- _RECORDED INFORMATION_:

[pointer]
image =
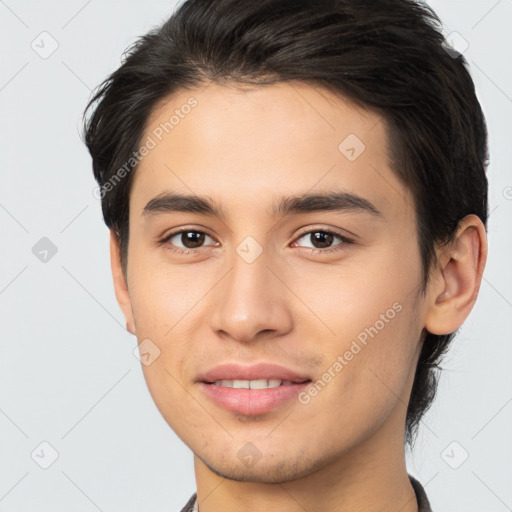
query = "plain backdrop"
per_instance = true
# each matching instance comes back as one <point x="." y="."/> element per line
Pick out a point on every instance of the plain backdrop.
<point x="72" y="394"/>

==

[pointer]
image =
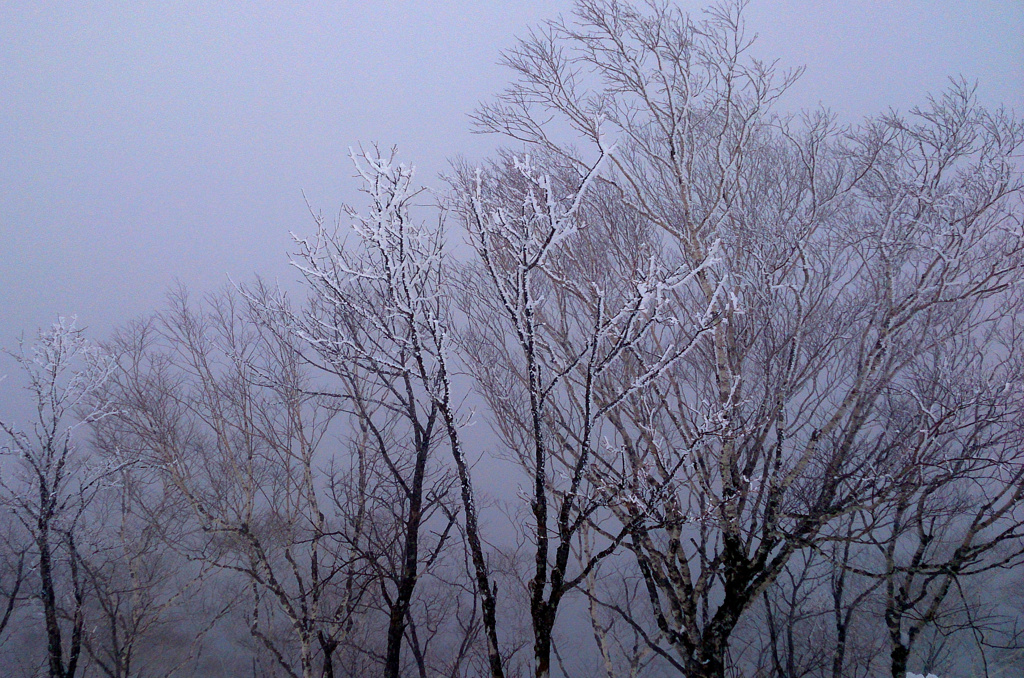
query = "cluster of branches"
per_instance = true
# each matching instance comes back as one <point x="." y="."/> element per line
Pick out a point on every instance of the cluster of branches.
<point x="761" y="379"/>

* * *

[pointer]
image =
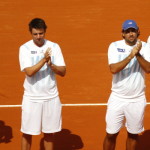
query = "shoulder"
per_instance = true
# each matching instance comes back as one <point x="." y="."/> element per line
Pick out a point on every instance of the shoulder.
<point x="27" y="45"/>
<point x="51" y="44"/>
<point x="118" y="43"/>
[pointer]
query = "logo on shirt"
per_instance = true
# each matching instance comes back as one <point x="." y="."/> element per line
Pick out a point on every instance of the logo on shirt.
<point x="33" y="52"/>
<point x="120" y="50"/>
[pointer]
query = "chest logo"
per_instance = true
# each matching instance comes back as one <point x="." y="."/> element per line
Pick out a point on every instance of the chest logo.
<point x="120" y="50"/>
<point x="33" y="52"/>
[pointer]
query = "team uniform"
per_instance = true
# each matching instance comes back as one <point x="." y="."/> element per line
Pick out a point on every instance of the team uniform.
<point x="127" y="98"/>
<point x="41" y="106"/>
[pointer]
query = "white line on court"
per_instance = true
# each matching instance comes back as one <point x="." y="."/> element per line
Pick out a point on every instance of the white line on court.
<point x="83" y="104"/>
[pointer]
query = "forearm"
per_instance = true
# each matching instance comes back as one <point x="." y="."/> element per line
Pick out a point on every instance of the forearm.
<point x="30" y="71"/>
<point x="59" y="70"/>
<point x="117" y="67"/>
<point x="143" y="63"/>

- _AIM OF THE EXERCISE_:
Reply with the number of lines in the entries that hold the word "query", and add no other words.

- _EXERCISE SOLUTION_:
8